Collect every line of the data below that contains the string "spider", copying each line in full.

##### THE DATA #####

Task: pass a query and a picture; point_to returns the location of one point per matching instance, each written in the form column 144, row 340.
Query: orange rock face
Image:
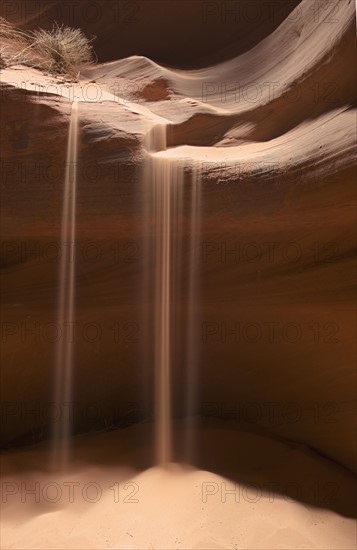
column 272, row 135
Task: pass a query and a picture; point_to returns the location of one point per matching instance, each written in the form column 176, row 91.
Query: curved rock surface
column 273, row 132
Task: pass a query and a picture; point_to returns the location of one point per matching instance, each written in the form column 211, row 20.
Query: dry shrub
column 63, row 49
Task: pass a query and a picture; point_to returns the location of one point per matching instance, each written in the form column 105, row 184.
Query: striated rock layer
column 273, row 134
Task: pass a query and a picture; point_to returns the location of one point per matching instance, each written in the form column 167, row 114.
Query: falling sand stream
column 65, row 312
column 166, row 177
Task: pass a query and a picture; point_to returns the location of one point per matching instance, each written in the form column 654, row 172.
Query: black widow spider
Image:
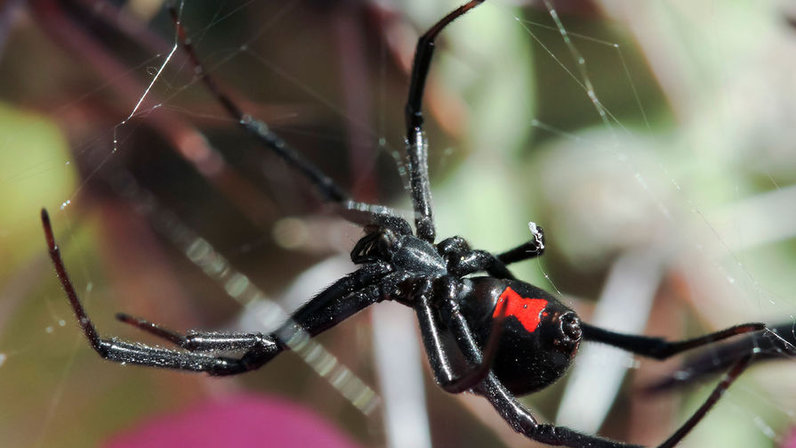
column 493, row 335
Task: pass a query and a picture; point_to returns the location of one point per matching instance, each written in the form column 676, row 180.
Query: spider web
column 652, row 142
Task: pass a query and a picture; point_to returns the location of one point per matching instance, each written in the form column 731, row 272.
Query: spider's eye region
column 529, row 311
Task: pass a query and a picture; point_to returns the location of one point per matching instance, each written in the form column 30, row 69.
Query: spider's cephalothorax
column 492, row 334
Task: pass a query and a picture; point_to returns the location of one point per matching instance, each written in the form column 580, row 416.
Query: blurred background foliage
column 684, row 153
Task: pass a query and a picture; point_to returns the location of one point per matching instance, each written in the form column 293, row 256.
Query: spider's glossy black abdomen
column 540, row 335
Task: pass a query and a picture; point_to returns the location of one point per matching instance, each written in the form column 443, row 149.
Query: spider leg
column 524, row 422
column 659, row 348
column 357, row 212
column 200, row 341
column 338, row 302
column 462, row 260
column 445, row 373
column 416, row 142
column 777, row 343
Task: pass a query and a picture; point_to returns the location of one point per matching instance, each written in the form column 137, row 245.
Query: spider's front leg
column 335, row 304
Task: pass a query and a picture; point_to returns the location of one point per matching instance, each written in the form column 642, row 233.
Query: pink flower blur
column 239, row 421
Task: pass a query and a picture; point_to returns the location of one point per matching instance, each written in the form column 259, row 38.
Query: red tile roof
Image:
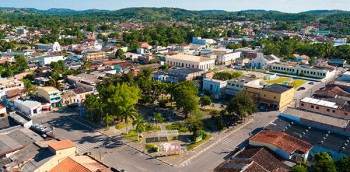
column 69, row 165
column 252, row 159
column 63, row 144
column 282, row 140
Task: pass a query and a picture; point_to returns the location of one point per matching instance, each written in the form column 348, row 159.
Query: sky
column 292, row 6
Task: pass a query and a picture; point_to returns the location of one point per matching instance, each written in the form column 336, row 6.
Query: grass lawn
column 298, row 83
column 194, row 145
column 132, row 136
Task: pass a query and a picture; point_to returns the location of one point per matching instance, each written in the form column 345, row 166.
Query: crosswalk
column 84, row 147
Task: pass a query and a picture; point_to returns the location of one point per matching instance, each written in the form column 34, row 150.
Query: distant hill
column 325, row 12
column 166, row 14
column 260, row 11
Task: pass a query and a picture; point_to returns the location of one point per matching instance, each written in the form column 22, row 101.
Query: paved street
column 115, row 154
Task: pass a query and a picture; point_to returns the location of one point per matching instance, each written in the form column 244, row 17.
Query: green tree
column 120, row 100
column 120, row 54
column 343, row 164
column 108, row 119
column 299, row 168
column 140, row 125
column 28, row 86
column 205, row 101
column 185, row 96
column 324, row 163
column 21, row 63
column 159, row 118
column 242, row 105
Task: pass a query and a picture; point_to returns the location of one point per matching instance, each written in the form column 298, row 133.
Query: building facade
column 188, row 61
column 236, row 85
column 340, row 109
column 48, row 59
column 229, row 58
column 48, row 47
column 202, row 41
column 94, row 55
column 302, row 70
column 29, row 107
column 216, row 87
column 262, row 62
column 273, row 96
column 50, row 94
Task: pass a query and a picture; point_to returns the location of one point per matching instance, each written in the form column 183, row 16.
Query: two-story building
column 302, row 70
column 216, row 87
column 285, row 145
column 50, row 94
column 336, row 107
column 229, row 58
column 48, row 47
column 236, row 85
column 189, row 61
column 262, row 62
column 94, row 55
column 177, row 75
column 274, row 96
column 47, row 60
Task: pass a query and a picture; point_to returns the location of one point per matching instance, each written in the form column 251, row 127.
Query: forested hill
column 25, row 15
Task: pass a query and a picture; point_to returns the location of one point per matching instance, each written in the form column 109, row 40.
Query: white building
column 228, row 58
column 202, row 41
column 236, row 85
column 302, row 70
column 49, row 47
column 345, row 77
column 48, row 59
column 189, row 61
column 29, row 107
column 262, row 62
column 216, row 87
column 9, row 84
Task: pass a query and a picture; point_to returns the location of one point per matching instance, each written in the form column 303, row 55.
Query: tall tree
column 159, row 118
column 242, row 105
column 324, row 163
column 120, row 54
column 139, row 124
column 205, row 101
column 185, row 96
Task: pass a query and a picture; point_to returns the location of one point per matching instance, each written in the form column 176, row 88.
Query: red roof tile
column 63, row 144
column 69, row 165
column 282, row 140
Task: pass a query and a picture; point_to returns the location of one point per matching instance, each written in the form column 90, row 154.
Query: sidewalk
column 185, row 156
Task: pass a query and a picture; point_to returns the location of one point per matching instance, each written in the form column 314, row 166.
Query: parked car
column 301, row 88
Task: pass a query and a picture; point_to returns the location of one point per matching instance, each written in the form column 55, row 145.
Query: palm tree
column 140, row 125
column 159, row 118
column 128, row 112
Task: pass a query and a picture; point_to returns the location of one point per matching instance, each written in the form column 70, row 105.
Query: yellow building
column 50, row 94
column 274, row 96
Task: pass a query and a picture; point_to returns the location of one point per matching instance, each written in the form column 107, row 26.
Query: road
column 115, row 154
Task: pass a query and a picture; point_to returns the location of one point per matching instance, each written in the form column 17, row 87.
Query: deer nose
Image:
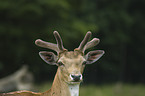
column 76, row 77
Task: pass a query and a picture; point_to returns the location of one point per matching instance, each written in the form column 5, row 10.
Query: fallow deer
column 70, row 64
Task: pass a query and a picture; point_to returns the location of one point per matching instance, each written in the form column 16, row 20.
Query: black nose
column 76, row 77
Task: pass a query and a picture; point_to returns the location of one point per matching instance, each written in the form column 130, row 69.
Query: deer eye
column 60, row 64
column 85, row 62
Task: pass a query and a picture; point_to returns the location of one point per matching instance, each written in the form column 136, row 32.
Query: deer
column 70, row 64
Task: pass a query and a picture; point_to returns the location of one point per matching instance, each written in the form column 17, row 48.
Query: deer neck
column 61, row 88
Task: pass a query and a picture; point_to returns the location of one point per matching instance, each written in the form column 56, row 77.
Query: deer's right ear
column 48, row 57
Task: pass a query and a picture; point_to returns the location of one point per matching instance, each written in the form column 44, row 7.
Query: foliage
column 117, row 89
column 119, row 25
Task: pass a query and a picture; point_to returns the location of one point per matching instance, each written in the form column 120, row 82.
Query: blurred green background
column 119, row 24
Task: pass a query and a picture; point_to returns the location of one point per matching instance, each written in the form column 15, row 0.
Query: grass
column 118, row 89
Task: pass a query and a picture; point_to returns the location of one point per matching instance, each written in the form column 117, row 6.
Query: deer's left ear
column 93, row 56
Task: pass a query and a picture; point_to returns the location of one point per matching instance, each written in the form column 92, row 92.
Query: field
column 107, row 90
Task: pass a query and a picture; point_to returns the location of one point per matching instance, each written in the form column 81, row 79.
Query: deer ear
column 48, row 57
column 93, row 56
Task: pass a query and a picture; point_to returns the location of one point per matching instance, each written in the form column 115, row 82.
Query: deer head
column 70, row 63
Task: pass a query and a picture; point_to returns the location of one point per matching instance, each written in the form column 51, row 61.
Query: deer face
column 71, row 67
column 70, row 64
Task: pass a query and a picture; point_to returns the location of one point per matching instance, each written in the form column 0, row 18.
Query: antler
column 56, row 47
column 85, row 44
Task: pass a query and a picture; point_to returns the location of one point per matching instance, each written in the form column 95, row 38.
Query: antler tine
column 48, row 45
column 91, row 43
column 85, row 40
column 59, row 41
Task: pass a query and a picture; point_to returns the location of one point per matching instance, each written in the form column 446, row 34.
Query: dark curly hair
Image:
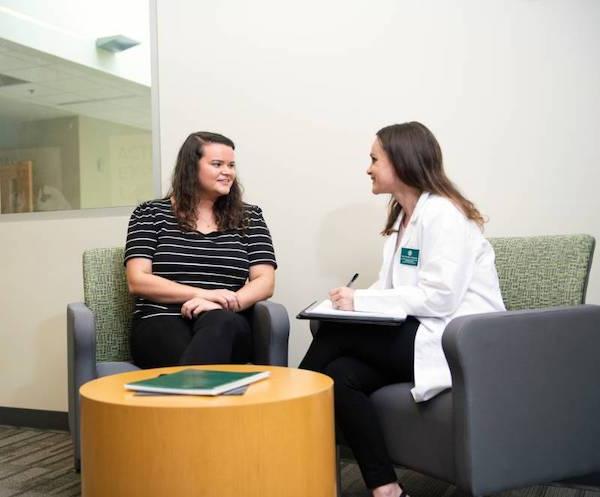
column 185, row 191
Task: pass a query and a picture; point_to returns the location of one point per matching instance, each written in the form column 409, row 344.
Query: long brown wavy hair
column 185, row 192
column 417, row 159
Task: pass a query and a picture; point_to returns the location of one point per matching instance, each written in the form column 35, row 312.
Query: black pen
column 352, row 280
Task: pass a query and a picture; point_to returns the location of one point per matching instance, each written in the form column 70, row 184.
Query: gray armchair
column 524, row 406
column 98, row 330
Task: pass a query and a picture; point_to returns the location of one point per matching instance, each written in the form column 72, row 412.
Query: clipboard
column 322, row 311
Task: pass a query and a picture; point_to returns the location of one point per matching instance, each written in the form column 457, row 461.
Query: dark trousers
column 214, row 337
column 362, row 359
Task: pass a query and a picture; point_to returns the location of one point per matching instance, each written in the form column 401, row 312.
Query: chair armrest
column 271, row 330
column 525, row 395
column 81, row 360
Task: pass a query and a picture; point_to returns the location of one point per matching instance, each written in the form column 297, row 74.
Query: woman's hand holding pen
column 342, row 298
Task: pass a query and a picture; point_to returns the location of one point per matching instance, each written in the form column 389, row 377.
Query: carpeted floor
column 36, row 463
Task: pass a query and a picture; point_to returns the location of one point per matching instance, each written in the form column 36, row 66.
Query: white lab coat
column 455, row 275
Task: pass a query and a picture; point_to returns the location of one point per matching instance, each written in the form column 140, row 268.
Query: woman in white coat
column 436, row 266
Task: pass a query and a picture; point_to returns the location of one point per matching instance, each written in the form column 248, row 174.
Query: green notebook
column 197, row 382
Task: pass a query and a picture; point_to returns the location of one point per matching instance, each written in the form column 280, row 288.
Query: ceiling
column 42, row 86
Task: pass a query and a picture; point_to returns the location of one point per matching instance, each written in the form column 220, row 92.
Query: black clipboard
column 379, row 320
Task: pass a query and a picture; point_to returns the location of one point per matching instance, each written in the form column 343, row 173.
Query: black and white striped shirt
column 218, row 260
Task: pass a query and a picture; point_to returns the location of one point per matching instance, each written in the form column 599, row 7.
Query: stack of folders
column 197, row 382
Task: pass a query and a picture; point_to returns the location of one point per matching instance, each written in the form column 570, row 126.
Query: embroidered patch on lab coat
column 409, row 257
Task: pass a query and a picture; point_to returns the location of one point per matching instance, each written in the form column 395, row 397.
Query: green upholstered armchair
column 98, row 329
column 525, row 404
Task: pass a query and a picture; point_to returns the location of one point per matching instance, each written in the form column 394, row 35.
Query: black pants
column 214, row 337
column 362, row 359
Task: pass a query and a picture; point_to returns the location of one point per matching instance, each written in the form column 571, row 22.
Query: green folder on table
column 197, row 382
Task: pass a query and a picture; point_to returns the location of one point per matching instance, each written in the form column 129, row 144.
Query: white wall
column 40, row 274
column 510, row 88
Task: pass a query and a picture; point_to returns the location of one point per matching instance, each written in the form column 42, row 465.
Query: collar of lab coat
column 415, row 216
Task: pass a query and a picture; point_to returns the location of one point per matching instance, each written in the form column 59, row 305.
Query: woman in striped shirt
column 197, row 261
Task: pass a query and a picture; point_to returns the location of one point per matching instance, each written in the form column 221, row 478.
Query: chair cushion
column 106, row 294
column 107, row 368
column 418, row 435
column 543, row 271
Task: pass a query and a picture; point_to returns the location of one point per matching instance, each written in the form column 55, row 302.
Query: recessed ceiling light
column 6, row 80
column 116, row 43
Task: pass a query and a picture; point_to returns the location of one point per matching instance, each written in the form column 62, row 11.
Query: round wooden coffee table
column 275, row 440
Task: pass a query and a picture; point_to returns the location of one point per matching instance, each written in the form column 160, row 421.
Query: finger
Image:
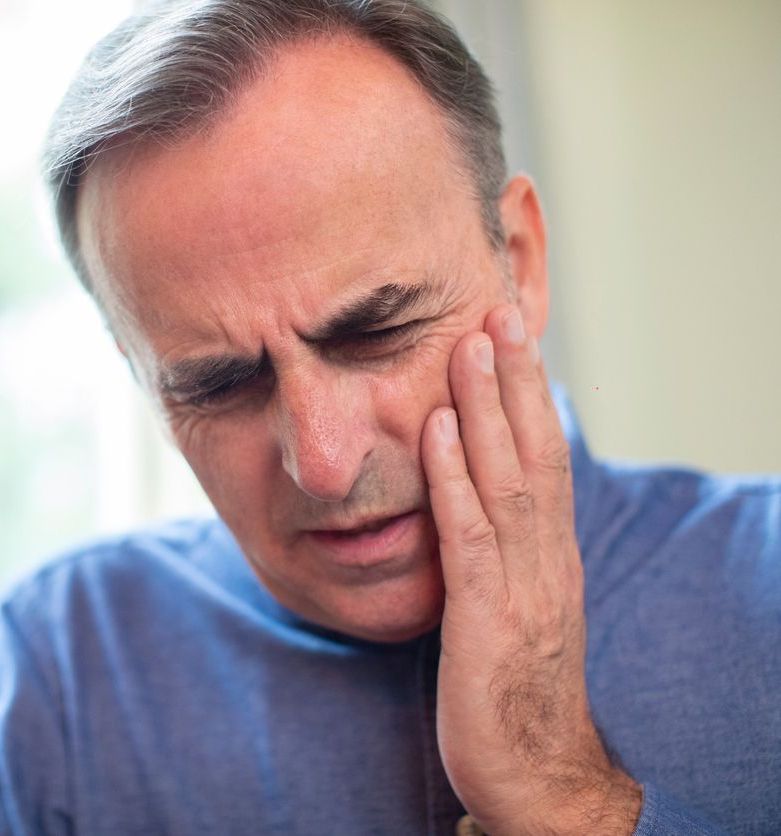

#####

• ANSWER TO THIS EXERCISE
Query: black widow spider
Query: spider web
Query: spider's eye region
Query: spider's cephalothorax
Query: spider's glossy black abdomen
Query: spider leg
Query: spider's front leg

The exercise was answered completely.